THE PROBLEM:
Copy every record below exactly.

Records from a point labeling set
:::

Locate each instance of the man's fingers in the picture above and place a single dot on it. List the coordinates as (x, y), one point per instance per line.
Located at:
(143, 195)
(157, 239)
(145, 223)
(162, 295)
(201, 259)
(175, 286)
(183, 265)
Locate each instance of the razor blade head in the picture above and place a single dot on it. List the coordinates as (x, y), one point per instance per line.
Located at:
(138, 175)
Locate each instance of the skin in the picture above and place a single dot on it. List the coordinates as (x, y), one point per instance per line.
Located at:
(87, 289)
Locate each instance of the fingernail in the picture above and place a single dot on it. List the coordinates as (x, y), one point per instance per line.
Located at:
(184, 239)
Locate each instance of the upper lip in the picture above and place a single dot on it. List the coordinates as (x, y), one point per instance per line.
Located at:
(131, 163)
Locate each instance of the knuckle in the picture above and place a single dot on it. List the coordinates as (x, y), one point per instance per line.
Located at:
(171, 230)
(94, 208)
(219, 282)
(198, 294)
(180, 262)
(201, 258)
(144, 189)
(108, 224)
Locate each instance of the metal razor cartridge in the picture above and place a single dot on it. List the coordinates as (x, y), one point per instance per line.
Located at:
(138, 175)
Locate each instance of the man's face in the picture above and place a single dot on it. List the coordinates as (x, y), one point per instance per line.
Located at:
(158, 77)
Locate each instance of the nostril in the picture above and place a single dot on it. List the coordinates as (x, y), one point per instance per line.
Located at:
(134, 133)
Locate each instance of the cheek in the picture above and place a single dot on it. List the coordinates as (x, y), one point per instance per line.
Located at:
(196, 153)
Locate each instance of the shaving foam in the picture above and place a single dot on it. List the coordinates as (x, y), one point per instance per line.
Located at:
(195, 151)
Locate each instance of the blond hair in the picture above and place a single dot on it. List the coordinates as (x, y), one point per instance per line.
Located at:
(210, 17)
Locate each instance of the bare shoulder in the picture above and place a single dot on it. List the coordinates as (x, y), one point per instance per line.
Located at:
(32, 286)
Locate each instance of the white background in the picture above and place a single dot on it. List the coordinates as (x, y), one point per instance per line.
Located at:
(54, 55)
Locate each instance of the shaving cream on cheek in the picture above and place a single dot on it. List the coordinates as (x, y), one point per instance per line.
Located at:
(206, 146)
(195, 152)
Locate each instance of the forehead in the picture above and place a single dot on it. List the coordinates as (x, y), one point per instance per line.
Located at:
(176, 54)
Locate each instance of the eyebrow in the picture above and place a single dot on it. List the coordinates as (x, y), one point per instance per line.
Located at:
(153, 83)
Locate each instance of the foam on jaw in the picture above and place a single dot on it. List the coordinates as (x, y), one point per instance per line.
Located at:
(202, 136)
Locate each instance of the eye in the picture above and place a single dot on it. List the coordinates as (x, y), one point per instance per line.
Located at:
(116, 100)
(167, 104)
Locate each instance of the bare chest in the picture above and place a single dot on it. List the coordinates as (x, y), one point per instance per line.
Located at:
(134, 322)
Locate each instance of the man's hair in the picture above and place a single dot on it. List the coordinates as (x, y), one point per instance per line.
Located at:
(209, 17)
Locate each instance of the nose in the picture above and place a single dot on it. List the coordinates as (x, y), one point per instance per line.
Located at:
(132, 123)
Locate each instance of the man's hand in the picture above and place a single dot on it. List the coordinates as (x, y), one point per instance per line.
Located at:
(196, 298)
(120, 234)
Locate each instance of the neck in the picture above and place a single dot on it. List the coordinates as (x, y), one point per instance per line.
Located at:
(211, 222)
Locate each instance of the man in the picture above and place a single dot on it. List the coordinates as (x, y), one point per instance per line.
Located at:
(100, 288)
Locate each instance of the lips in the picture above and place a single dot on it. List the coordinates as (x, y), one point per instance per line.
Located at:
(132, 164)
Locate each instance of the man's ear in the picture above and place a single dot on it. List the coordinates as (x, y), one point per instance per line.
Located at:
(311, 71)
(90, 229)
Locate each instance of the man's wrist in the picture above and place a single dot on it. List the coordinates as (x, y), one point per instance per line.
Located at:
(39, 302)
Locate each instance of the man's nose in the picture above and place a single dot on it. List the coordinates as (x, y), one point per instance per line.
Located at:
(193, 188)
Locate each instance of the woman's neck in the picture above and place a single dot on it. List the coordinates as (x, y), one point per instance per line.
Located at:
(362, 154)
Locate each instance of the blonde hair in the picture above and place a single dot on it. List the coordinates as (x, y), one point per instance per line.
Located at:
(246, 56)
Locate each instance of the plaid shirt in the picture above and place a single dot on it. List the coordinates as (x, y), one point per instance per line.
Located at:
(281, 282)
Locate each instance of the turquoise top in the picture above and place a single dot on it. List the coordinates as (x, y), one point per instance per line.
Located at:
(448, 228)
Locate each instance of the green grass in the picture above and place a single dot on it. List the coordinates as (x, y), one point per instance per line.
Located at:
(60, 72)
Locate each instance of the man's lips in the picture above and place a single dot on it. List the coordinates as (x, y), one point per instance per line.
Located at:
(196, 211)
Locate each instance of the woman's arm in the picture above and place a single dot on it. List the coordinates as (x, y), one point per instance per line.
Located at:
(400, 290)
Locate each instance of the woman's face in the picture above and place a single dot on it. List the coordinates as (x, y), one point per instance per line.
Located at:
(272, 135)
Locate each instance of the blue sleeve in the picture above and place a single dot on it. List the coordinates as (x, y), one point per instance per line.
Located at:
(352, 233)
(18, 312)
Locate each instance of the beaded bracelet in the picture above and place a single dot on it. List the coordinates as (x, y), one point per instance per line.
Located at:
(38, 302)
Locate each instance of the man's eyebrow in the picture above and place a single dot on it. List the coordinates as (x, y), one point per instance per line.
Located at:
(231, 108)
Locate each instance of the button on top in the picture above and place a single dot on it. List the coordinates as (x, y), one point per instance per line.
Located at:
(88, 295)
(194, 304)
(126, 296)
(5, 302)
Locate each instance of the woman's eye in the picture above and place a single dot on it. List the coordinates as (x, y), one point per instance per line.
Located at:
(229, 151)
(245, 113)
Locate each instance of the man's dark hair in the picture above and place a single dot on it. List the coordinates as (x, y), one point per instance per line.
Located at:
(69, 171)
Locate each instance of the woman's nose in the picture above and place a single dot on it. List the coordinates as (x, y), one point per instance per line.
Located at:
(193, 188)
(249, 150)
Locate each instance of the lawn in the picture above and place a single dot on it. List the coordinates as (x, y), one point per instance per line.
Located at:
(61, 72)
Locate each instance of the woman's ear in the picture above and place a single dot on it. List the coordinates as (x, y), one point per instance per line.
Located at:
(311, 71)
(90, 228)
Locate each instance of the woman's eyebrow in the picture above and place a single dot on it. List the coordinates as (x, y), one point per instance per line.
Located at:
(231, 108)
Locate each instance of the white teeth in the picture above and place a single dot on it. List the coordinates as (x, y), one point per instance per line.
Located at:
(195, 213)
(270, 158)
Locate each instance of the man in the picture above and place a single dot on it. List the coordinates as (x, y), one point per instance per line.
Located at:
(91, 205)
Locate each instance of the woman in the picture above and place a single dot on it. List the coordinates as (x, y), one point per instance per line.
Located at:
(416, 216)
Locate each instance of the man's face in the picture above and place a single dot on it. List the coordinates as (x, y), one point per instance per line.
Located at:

:::

ANSWER FOR THE TASK:
Locate each instance of the man's fingers in the picture above and place a single dot on it. List the coordinates as (x, y), one point per instance per line.
Located at:
(143, 195)
(157, 239)
(145, 223)
(162, 295)
(201, 259)
(175, 286)
(183, 265)
Locate each instance of the razor blade head in the picture above and place a single dot on it. List the coordinates as (x, y), one point per instance per line.
Located at:
(138, 175)
Locate each instance of the skin in the picture above and place a single dot on it. List the coordinates as (x, y), one point per instance per line.
Located at:
(87, 289)
Locate each instance of the fingernail in the picture above and place a single dot on it. List the coordinates as (x, y), one point per instance per line.
Located at:
(184, 239)
Locate each instance of the upper lip in the picture above and place a single dot on it. List the coordinates as (x, y), one point per instance per line.
Located at:
(131, 163)
Locate each instance of the knuckle in the picture above and place a single dot on it. List the coordinates as (x, y), one point per instance per line.
Located at:
(171, 230)
(94, 208)
(219, 282)
(198, 294)
(180, 262)
(201, 258)
(144, 189)
(108, 224)
Locate each instance of the metal razor cartridge in the picture above and place a single dot on it. List the coordinates as (x, y), one point per instance per line.
Located at:
(138, 175)
Locate each instance of the man's face in the picture above and place a single dot on it. List the coordinates as (x, y), one point per instance per line.
Located at:
(158, 77)
Locate each instance of the nostril in the picture above and place a single dot on it. List the coordinates as (x, y), one point per instance per line.
Located at:
(134, 133)
Locate each instance of the cheek in the picture above and place a single dot on it. List the coordinates as (x, y), one point per instance per line.
Located at:
(196, 153)
Locate each instance of the shaving foam in the picture above and place a single dot on it. List the coordinates as (x, y), one point per instance per line.
Located at:
(195, 151)
Locate each instance of the blond hair in the picture above and place a single dot on it. List the coordinates as (x, y), one point per instance per line.
Located at:
(210, 17)
Locate each instance of the bare shoulder in the picture above and place a single dot on it. List the coordinates as (x, y), one point per instance per line.
Located at:
(32, 286)
Locate each instance of the white background in the picture above and place a single dot on it. List the coordinates as (x, y), one point per instance per line.
Located at:
(54, 55)
Locate each instance of the shaving cream on cheek in the picture above and place a single dot on it. List the coordinates as (x, y), one point per instance per line.
Located at:
(206, 146)
(195, 152)
Locate each instance of the forehead in the picture above and place a single dot on it. List the coordinates as (x, y), one point per instance per line.
Located at:
(176, 54)
Locate each instance of the eyebrow in the picture above and place a single dot on it. List the coordinates as (x, y), one point per instance per line.
Located at:
(153, 83)
Locate each instance of the foam on jaw in the picture above and place a single dot on it. List the coordinates as (x, y), one point per instance per line.
Located at:
(202, 136)
Locate each instance of the eye in the picture above and place a single dot on it. List the coordinates as (x, y), one point per instance per line.
Located at:
(116, 100)
(167, 104)
Locate each instance of the bare chest in the picture above and place a single dot on it. List the coordinates as (x, y), one point per instance per line.
Located at:
(134, 322)
Locate each instance of the man's hair in the picture above and place a single dot on it. List the coordinates as (x, y), one point per instance per line.
Located at:
(209, 17)
Locate each instance of the nose in the picture above and place a single dot on it. List the coordinates as (x, y), one point per instance per line.
Located at:
(132, 123)
Locate each instance of the man's hand in the picture above and place a single dot on it. List the coordinates as (x, y), one point per instance per line.
Located at:
(196, 298)
(120, 234)
Locate each instance of the neck in the picture above and place a single dot on it. List the coordinates as (x, y), one point per instance per line.
Located at:
(211, 222)
Locate each instance of the man in the picture above and place a single dot on it. List the coordinates as (x, y), one point per instance per line.
Located at:
(100, 288)
Locate each instance of the lips in the picture above and place a single dot on it. List the coordinates as (x, y), one point per instance per line.
Located at:
(132, 164)
Locate each instance of the man's ear in the picture above and place a single dot on it. List the coordinates as (x, y), one point per instance per line.
Located at:
(311, 71)
(90, 229)
Locate each instance of the man's wrist in the picture above and place a single dot on it. List the coordinates as (x, y), one point per instance per line.
Located at:
(39, 302)
Locate each instance of the man's nose in the picture above and place a single dot on it. List the coordinates as (x, y), one point per instance per line.
Located at:
(193, 188)
Locate each instance of the woman's neck in the picture above and place a single dot on it. List the coordinates as (x, y), one point per instance per line.
Located at:
(362, 154)
Locate each instance of the blonde hair in the picture above and place a single dot on it. List the coordinates as (x, y), one point per instance per line.
Located at:
(246, 56)
Locate each instance of the plaid shirt in the picture above and place a single dot on it. List the coordinates as (x, y), one point per instance per line.
Located at:
(281, 282)
Locate each instance of the turquoise top in the picture above and place a single dot on it. List the coordinates as (x, y), one point per instance per line.
Located at:
(448, 228)
Locate each instance of the green grass in the picture above and place a single dot on it. List the coordinates as (x, y), one point per instance per line.
Located at:
(60, 72)
Locate each instance of the man's lips in the picture above and place a single dot on it. List the coordinates as (x, y), one point per instance per line.
Located at:
(196, 211)
Locate each instance of the woman's arm in the picture above and place a single dot on it. List the coordinates as (x, y), one point per instance per line.
Located at:
(400, 290)
Locate each instance of the woman's face in the picture above and place a single dot on it. List the coordinates as (x, y), one point per instance per line.
Located at:
(272, 135)
Locate each instance of the blue sleeve in the picture above and place a single dot on it. List the coordinates as (x, y), one point per instance per line.
Located at:
(352, 233)
(18, 312)
Locate each instance of the beaded bracelet in the picture above and place a single dot on it. List the coordinates as (x, y), one point per instance per line.
Located at:
(38, 302)
Locate each instance of the man's eyebrow in the picture above and place a single dot on it. List the coordinates as (x, y), one point per instance per line.
Located at:
(231, 108)
Locate each instance of the button on top in the picture above and place a single dot on it. List the coordinates as (x, y), one point per instance per line.
Located at:
(88, 295)
(194, 304)
(126, 296)
(5, 302)
Locate each instance of the woman's eye in the picture above and place a single dot on it. List the coordinates as (x, y), one point per instance per line.
Located at:
(229, 151)
(245, 113)
Locate each instance of the man's dark hair in the picture above and place a single dot on it. List the coordinates as (x, y), one point per instance per line.
Located at:
(69, 171)
Locate each instance of the woman's nose in the picture above and place a single dot on it. List the coordinates as (x, y), one point per instance per line.
Located at:
(193, 188)
(249, 150)
Locate each instance of the lawn in the picture above and place a single dot on it. List the coordinates as (x, y), one point per instance per line.
Located at:
(61, 72)
Locate each instance of the woman's ear in the picture above and place a single dot on it. List the coordinates as (x, y), one point per instance per line.
Located at:
(311, 71)
(90, 228)
Locate each instance of the woman's eyebrow in the picture above and place a single dot on it. List the coordinates as (x, y), one point per instance per line.
Located at:
(231, 108)
Locate each instance of the white teeth in the picture above and place a single dot on it. List the coordinates as (x, y), one point per instance per line.
Located at:
(195, 213)
(270, 158)
Locate each instance of the man in the picture above and place a single dot on it. List the coordinates as (x, y), one point per instance per line.
Located at:
(91, 205)
Locate each instance of the woman in the picture above and place a single dot on it. List the coordinates as (x, y), one point per instance per line.
Located at:
(416, 216)
Locate each instance of the man's face in the picture above and place a single dot on it. List the coordinates as (x, y), one point per instance per line.
Located at:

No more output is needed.